What the task asks
Please copy out every one of the items below word for word, and omit the pictures.

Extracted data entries
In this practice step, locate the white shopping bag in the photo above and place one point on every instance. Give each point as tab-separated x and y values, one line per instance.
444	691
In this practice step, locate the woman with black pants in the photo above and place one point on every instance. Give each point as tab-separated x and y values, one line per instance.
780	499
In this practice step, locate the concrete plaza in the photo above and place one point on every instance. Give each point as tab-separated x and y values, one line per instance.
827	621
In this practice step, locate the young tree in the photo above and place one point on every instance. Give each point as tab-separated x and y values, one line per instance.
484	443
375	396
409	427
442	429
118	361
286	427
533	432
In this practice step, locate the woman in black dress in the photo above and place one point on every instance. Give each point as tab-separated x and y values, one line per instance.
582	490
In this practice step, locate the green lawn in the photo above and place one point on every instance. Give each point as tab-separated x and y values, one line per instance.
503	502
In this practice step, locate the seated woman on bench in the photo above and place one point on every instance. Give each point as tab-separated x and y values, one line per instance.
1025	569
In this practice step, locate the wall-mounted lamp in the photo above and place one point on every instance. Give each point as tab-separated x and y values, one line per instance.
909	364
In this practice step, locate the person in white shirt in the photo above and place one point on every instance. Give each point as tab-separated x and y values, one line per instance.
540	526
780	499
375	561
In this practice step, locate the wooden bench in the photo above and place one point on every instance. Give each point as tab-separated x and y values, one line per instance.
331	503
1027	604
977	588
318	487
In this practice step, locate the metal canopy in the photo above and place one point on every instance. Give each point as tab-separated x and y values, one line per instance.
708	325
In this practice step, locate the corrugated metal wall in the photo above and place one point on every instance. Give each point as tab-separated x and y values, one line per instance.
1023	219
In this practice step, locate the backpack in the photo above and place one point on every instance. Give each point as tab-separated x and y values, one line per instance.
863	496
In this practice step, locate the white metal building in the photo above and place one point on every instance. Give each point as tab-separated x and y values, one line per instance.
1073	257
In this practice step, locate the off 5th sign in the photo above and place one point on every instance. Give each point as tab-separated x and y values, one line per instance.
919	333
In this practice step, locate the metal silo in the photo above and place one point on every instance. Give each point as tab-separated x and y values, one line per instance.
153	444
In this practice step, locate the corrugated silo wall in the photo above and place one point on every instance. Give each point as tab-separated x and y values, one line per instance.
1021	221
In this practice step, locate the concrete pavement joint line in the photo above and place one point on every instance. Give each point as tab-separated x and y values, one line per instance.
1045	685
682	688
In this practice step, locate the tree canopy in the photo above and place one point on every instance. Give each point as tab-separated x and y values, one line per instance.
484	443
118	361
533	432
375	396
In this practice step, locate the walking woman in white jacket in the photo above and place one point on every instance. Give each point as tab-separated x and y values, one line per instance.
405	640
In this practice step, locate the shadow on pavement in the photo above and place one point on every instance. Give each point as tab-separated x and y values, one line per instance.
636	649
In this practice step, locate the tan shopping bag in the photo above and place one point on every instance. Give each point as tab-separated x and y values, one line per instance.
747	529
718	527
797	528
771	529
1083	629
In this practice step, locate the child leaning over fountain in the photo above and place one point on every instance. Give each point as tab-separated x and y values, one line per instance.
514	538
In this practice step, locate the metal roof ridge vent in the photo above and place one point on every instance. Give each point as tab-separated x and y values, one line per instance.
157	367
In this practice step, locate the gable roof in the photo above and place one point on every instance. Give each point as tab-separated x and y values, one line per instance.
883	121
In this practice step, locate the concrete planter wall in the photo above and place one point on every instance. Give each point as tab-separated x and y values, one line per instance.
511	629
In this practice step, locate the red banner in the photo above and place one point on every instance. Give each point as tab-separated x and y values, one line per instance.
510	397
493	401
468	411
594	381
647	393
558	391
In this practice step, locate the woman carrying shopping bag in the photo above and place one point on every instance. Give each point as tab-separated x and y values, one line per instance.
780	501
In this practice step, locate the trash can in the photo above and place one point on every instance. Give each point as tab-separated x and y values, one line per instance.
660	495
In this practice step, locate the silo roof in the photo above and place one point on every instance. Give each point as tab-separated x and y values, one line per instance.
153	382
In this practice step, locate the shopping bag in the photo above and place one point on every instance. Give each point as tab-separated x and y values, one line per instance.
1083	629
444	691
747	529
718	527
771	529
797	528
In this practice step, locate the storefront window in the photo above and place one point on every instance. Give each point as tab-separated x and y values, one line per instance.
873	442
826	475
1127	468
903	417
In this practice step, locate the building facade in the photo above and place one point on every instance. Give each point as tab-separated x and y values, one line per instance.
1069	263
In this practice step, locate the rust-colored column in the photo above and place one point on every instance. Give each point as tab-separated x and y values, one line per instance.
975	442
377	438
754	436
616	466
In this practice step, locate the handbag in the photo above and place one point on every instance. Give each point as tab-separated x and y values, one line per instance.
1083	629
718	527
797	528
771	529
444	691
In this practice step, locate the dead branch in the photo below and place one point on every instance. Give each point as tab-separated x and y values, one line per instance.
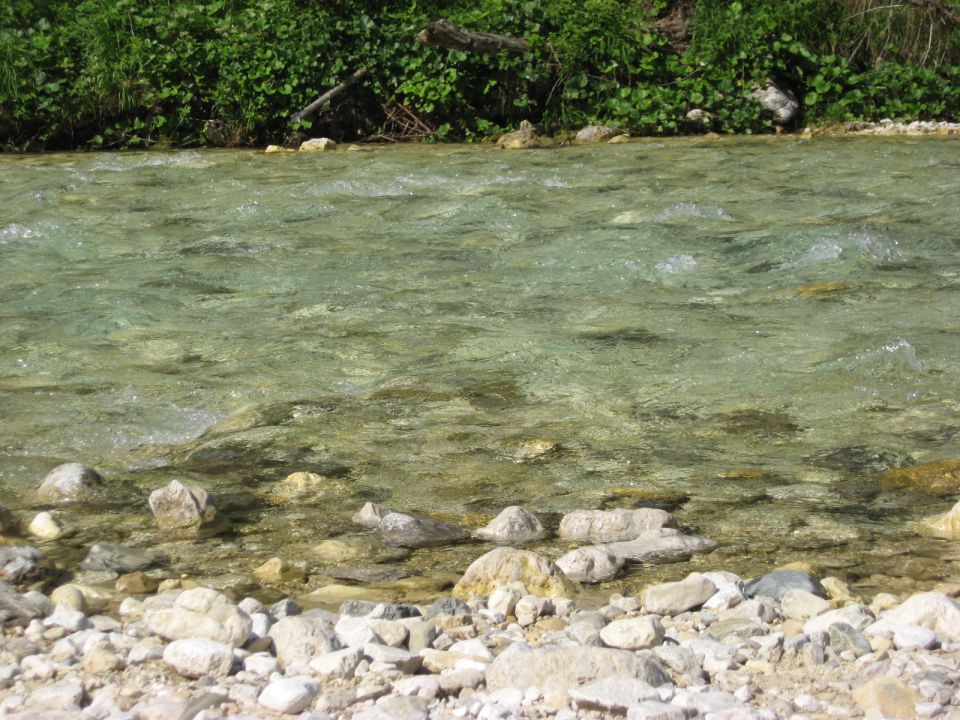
444	33
329	95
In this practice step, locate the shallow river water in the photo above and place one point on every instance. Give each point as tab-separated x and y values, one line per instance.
746	332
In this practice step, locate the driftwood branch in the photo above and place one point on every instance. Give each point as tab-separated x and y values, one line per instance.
444	33
329	95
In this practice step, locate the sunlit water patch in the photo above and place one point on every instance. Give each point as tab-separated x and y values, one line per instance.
746	332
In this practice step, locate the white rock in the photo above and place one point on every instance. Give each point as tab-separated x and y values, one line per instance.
201	612
612	525
45	527
932	610
678	597
289	695
729	591
857	616
801	605
633	633
337	664
504	598
355	631
67	618
196	657
590	564
262	664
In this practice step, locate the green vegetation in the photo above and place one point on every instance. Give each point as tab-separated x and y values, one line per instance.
136	73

Reply
In this practice step, locate the white shopping bag in the photo above and place one point on every instance. Give each point as tab-separated x and y values, one line per instance.
444	691
In this practice step, locate the woman with black pants in the photo above and place one point on every instance. Give each point as tab-separated x and y values, one line per instance.
780	499
In this practice step, locate the concrete plaza in the photo above and place one point on every instance. Give each point as tab-separated x and y values, one line per instance.
827	621
In this practice step, locate the young tree in the photo above and place one point on every instance. Give each point as tab-separated x and y values, one line per instance.
484	443
375	396
409	427
442	429
118	361
286	427
533	432
In this practice step, locate the woman in black dress in the photo above and place one point on every instance. Give each point as tab-separated x and y values, one line per instance.
582	490
In this practice step, locate the green lawn in the photo above and place one point on every instance. Give each point as tab-separated x and y values, one line per instance.
503	502
In this practice step, locate the seated woman on bench in the photo above and place one point on every instance. Give each point as tab-separated x and y values, one line per instance.
1025	569
In this practice step, locate the wall-mounted lamp in the photo above and place one point on every instance. Give each point as tab-separated x and y values, one line per instance.
909	364
In this practice step, locate the person in white shirt in the photo above and place one point on every instance. Give each point as tab-separated x and y values, one line per instance.
540	526
780	499
375	561
In this practice step, locate the wooden bench in the photo above and place one point on every instance. Give each point as tab-separated x and y values, one line per instance.
331	503
1027	604
977	588
318	487
In this practice step, locate the metal canopy in the photo above and place one point on every instance. Give each point as tab-separated x and y values, one line per instance.
708	325
In this practice step, locate the corrugated metal wall in the photo above and place one point on every instance. Give each point as tab-separated x and y values, one line per instance.
1023	219
In this practice step, locate the backpack in the photo above and place one point on every instance. Give each point as tab-separated x and y values, one line per instance.
863	496
In this practice step, locate the white metal building in the photo above and place one point on every instance. Give each point as tab-separated x and y values, one line per instance.
1073	257
In this practice step, locate the off 5th sign in the photo above and place one point on every instance. Give each point as tab-separated x and y values, one line per instance.
919	333
In this practice step, locate the metal silo in the photo above and place one point on every instance. Give each point as tab-separated x and y values, one line per instance.
153	444
In this practice step, locate the corrugated silo wall in the photo above and place one point on every instance. Give each point as tab-separated x and y values, one line per instance.
1021	221
In this practice step, locate the concrete pavement joint line in the photo above and place one point on every instance. Give each point as tab-separated x and y values, one line per instance.
1045	685
682	688
In this practice step, locate the tree canopy in the photo above and place one point on every instance. Give each point as tab-separated x and y values, one line per instance.
484	443
118	361
533	432
375	396
In this practice step, locate the walking woman in white jacket in the photo above and place one point on every instance. Give each point as tab-separated x and y values, one line per instance.
405	640
In this practice step, locate the shadow on pavement in the photo above and place one point on every instance. Give each point as tab-separated x and y values, one line per instance.
636	649
In this practice step, locate the tan shopping bag in the photo above and place one point on every instance. Give each point as tab-separated x and y values, one line per instance.
747	529
718	527
797	528
771	529
1083	629
In this practice step, locate the child leaning over fountain in the photo above and place one point on every instance. Give each point as tab-separated x and y values, one line per instance.
514	538
In this practice step, locate the metal roof ridge vent in the photo above and place one point on every instance. Give each point as tab-separated x and y values, one line per instance.
157	367
In this practice step, locate the gable roof in the photo above and place one point on every instance. Give each point as tab-separated x and y values, one line per instance.
883	121
In this practice step, locate the concrete planter wall in the photo above and place one point on every instance. Give each point as tab-separated x and y values, one line per instance.
511	629
In this practice step, locate the red banner in the photo above and place one point on every instance. Give each point as tab-separated x and y values, one line per instance.
510	397
493	401
468	411
594	381
647	393
558	391
In this practice step, locate the woman carrying shopping bag in the photo above and place one point on every instance. Give each point as tab-separated x and y values, one line per instance.
780	501
In this practice step, locate the trash can in the photo above and place one point on every instance. Give each point as tab-separated x and y values, one line per instance.
660	495
In this practice step, locate the silo roof in the photo above and place one point on every instance. Give each point as tab-separated x and y values, one line per instance.
153	382
In this practice step, locate the shopping bag in the photo above and place one point on every instance. Give each point as tab-separated x and y values, one line per instance.
1083	629
444	691
747	529
718	527
771	529
797	528
In this practice step, locate the storefront window in the photo above and place one point on every instance. Give each point as tab-separated x and y values, one line per instance.
873	442
826	475
1127	468
903	417
In this practice step, locate the building facade in the photo above and place one point on every instance. Give each point as tab-separated x and y values, one line per instance.
1069	263
In this practice step, locate the rust-colored column in the photo above and place one point on every instance. Give each point as tab-separated x and y values, one line per instance.
975	442
377	438
754	436
616	466
In this practice step, locate the handbag in the photo above and place one point on every instance. Give each point as tab-separated x and y values, one line per instance.
1083	629
718	527
797	528
771	529
444	691
In this practice step, locate the dead branch in the photo below and place one point on every instance. Give each point as tab-separated x and y values, one line per instance.
444	33
329	95
In this practice step, locate the shallow river water in the photo above and place one point on every instance. Give each point as tab-separated x and y values, one line per instance.
746	332
In this practice step, locate the driftwood branch in the photo above and place one point on every instance. Give each point as tab-separated x and y values, one line per instance.
444	33
329	95
In this practice step, locate the sunlit water patch in the photo above and place one point on every instance. Give each point as tab-separated x and y values, one line per instance.
746	332
In this practice step, locate the white rock in the photo above and place one point on every instance. Give each point as tab-separated x and y values, one line per instance.
201	612
612	525
45	527
932	610
678	597
289	695
729	591
857	616
801	605
633	633
337	664
504	598
355	631
67	618
196	657
590	564
262	664
In this practice step, locate the green vegetation in the photo above and place one point on every instance. Give each point as tab-separated x and y values, one line per instance.
136	73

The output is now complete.